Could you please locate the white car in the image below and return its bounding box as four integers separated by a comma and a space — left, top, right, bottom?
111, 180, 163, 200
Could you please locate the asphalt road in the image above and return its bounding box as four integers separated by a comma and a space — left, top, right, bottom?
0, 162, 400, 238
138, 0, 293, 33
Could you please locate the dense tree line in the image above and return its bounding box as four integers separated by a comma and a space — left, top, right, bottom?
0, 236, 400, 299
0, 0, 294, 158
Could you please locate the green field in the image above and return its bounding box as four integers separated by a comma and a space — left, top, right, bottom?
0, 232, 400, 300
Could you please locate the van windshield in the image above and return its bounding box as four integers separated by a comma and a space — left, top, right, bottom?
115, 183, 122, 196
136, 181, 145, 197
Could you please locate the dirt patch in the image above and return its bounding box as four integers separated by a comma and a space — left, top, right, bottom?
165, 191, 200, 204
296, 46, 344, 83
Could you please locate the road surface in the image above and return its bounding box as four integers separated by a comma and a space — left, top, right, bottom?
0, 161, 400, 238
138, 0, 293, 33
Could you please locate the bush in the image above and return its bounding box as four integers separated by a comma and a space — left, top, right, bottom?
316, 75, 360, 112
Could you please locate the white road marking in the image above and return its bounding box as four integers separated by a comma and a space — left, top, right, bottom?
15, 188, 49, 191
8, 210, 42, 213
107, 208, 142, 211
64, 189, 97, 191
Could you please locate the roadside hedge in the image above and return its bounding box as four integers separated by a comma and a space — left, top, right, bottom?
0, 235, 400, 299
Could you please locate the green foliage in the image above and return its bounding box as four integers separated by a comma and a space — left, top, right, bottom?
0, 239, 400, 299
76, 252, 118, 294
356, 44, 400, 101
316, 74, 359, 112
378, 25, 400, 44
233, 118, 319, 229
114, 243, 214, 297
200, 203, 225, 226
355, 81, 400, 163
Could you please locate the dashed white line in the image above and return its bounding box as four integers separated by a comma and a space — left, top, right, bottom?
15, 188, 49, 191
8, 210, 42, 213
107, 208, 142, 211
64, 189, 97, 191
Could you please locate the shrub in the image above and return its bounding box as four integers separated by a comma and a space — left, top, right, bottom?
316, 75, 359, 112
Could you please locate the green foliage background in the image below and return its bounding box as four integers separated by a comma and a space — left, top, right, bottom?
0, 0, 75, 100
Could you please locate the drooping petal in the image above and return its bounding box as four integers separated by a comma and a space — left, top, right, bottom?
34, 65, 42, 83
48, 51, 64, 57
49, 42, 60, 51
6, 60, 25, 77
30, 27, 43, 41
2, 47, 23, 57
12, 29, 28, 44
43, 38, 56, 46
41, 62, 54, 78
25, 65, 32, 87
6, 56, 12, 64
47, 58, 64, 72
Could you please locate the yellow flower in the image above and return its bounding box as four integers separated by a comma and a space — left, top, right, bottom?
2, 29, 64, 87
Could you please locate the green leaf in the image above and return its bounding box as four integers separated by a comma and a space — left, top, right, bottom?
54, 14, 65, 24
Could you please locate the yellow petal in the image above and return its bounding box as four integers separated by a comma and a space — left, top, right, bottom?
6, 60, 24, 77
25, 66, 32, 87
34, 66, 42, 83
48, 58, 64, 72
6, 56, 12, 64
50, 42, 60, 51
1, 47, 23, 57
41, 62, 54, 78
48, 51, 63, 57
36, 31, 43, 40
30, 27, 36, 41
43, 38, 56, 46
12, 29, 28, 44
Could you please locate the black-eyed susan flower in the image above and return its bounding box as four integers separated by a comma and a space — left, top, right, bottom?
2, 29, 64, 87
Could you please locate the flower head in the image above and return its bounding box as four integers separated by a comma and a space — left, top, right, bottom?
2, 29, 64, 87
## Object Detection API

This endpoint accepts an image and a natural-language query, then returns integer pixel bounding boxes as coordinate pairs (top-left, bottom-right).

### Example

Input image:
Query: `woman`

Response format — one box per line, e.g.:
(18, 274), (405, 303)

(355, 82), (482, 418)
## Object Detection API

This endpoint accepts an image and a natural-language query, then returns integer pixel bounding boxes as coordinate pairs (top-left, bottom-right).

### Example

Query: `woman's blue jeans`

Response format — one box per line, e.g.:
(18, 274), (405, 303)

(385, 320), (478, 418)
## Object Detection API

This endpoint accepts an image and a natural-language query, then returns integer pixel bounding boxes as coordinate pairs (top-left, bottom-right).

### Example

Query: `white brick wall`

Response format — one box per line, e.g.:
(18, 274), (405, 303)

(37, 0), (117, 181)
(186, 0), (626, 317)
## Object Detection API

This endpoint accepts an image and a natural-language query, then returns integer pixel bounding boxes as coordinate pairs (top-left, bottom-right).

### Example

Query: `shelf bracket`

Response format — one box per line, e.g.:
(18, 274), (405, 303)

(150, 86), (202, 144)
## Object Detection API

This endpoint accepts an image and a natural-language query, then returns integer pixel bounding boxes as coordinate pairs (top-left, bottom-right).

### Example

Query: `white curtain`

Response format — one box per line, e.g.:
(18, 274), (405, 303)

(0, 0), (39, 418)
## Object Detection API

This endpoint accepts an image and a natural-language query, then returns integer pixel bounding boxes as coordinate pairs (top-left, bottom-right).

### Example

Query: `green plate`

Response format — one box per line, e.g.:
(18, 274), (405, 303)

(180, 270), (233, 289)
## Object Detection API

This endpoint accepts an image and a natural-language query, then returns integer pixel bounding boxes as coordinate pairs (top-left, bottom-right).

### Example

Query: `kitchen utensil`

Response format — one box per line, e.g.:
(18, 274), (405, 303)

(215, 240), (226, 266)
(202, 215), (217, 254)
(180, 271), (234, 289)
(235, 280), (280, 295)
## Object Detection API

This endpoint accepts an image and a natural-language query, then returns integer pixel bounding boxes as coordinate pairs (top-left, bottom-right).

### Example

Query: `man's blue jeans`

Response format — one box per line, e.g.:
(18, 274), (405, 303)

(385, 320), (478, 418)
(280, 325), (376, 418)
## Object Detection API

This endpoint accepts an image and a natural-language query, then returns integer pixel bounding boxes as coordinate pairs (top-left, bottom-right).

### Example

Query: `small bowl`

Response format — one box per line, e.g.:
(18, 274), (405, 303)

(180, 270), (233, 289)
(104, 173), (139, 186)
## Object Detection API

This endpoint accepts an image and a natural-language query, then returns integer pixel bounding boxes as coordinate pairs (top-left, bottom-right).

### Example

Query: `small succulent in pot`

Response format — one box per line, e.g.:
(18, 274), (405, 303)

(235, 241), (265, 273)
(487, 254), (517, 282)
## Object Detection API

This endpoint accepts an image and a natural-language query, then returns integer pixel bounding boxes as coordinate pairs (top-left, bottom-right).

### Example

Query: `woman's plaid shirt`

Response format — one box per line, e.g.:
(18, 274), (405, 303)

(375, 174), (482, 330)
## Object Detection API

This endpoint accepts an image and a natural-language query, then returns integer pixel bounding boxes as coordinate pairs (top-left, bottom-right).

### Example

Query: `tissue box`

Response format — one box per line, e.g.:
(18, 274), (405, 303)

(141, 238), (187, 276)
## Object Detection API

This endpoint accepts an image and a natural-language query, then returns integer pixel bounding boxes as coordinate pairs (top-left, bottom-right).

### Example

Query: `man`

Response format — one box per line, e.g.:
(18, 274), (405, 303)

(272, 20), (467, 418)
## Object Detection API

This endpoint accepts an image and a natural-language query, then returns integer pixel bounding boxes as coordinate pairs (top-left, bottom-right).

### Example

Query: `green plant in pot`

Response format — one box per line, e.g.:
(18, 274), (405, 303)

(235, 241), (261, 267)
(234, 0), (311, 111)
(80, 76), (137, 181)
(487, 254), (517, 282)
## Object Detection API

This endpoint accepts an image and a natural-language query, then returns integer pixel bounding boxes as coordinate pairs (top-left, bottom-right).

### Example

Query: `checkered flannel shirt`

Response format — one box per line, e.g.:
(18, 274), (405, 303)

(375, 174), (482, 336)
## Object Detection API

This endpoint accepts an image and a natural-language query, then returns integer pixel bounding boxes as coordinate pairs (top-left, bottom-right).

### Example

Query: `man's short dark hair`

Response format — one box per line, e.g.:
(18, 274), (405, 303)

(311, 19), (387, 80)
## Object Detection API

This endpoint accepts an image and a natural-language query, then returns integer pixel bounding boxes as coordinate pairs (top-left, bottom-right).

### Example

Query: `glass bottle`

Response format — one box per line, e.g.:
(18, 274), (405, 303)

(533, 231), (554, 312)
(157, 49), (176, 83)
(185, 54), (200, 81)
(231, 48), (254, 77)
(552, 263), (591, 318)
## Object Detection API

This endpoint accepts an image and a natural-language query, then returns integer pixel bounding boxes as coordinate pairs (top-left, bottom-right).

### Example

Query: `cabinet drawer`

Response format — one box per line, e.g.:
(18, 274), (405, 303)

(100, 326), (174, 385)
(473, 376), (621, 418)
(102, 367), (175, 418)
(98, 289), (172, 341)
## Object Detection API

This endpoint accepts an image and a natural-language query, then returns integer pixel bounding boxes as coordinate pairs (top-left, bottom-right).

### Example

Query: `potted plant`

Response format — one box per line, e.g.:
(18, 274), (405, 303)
━━━━━━━━━━━━━━━━━━━━━━━━━━━━━━
__EXERCISE__
Please report how many lines in the records above contain the word "below". Give only the number.

__THE ANSWER__
2